***** Text passage *****

That’s not something I’d want to have in a house with children and/or pets. And then there’s the issue of the fire screen–doesn’t seem to be one.
Uncle Dave I think the Snow Leopard babe is way beautiful!
#9- Judging by the design you are right about the fireplace being gay. The only surprise is that it doesn’t have a duel firebox. Otherwise you have the perfect dick fireplace.
Gays are so single minded.
I love that picture. You have a nice fireproof tile floor every place except under the fire. Genius.
Somebody was smoking something during that contest.
Tell me that thing doesn’t sway like a mofo when you’re stoking it…
#12: Perhaps if she were seductively posed, naked, waiting hungrily by the fireplace, her sexual desire as hot as the embers in the stove… Um, OK. I now feel sick and need to lie down.
Well this is limited to objects so my wife doesn’t count. Yet for me she is the most beautiful creation that has ever walked this earth. Comparisons are an exercise in literary futility.
That and she took out the trash this morning.
Yeah, I got something more beautiful: my thumb!
#12, noname,
That “babe” is really a picture of Alphie getting ready to go out.
Here is Alphie caught on camera the night before. The fat ass likes little boys.

***** Excerpted data *****

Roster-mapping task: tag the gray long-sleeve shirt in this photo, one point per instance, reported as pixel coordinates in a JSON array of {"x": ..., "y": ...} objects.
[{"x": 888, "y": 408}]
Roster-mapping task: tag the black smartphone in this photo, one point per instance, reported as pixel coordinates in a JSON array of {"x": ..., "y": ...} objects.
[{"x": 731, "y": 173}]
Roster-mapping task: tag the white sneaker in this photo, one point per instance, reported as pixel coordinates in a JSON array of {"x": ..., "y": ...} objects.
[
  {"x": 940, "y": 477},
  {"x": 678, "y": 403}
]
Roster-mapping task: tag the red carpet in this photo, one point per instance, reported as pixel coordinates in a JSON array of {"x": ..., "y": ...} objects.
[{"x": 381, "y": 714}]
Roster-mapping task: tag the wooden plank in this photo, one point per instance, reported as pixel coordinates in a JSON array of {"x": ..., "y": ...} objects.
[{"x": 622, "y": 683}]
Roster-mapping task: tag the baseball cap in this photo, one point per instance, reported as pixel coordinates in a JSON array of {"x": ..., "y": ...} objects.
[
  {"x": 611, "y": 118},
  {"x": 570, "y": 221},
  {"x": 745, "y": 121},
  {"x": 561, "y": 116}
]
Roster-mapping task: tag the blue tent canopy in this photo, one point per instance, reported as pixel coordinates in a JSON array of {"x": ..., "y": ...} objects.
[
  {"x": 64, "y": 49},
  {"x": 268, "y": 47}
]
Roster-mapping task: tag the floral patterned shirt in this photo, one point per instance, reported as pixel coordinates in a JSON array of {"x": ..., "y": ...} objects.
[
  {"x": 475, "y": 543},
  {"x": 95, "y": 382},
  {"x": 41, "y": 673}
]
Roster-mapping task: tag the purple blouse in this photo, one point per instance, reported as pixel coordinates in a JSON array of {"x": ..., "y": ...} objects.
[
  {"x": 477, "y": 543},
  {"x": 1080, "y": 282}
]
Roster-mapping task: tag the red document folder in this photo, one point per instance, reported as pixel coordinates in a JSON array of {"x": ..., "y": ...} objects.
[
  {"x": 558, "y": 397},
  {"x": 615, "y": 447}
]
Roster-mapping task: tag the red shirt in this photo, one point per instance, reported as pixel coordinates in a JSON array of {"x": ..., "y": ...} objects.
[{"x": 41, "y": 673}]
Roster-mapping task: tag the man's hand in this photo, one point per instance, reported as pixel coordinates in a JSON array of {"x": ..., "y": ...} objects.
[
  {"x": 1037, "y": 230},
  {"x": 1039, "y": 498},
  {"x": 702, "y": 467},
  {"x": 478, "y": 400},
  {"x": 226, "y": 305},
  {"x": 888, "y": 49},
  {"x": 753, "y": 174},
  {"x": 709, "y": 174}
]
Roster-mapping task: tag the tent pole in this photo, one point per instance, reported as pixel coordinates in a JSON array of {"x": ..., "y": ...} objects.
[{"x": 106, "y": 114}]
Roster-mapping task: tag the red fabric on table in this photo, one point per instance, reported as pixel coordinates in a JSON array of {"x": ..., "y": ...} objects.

*****

▶ Task set:
A: Answer these questions from the comment thread, one per line:
(i) What does the first comment say there doesn't seem to be?
(ii) According to one comment, where is the fireproof tile floor missing?
(iii) What does one comment say the "babe" picture really shows?
B: Reproduce the part of the comment thread starting at "Tell me that" and ending at "beautiful: my thumb!", word for word.
The listing can be set aside, as nothing here depends on it.

▶ Answers to the tasks:
A:
(i) A fire screen.
(ii) Under the fire.
(iii) Alphie getting ready to go out.

B:
Tell me that thing doesn’t sway like a mofo when you’re stoking it…
#12: Perhaps if she were seductively posed, naked, waiting hungrily by the fireplace, her sexual desire as hot as the embers in the stove… Um, OK. I now feel sick and need to lie down.
Well this is limited to objects so my wife doesn’t count. Yet for me she is the most beautiful creation that has ever walked this earth. Comparisons are an exercise in literary futility.
That and she took out the trash this morning.
Yeah, I got something more beautiful: my thumb!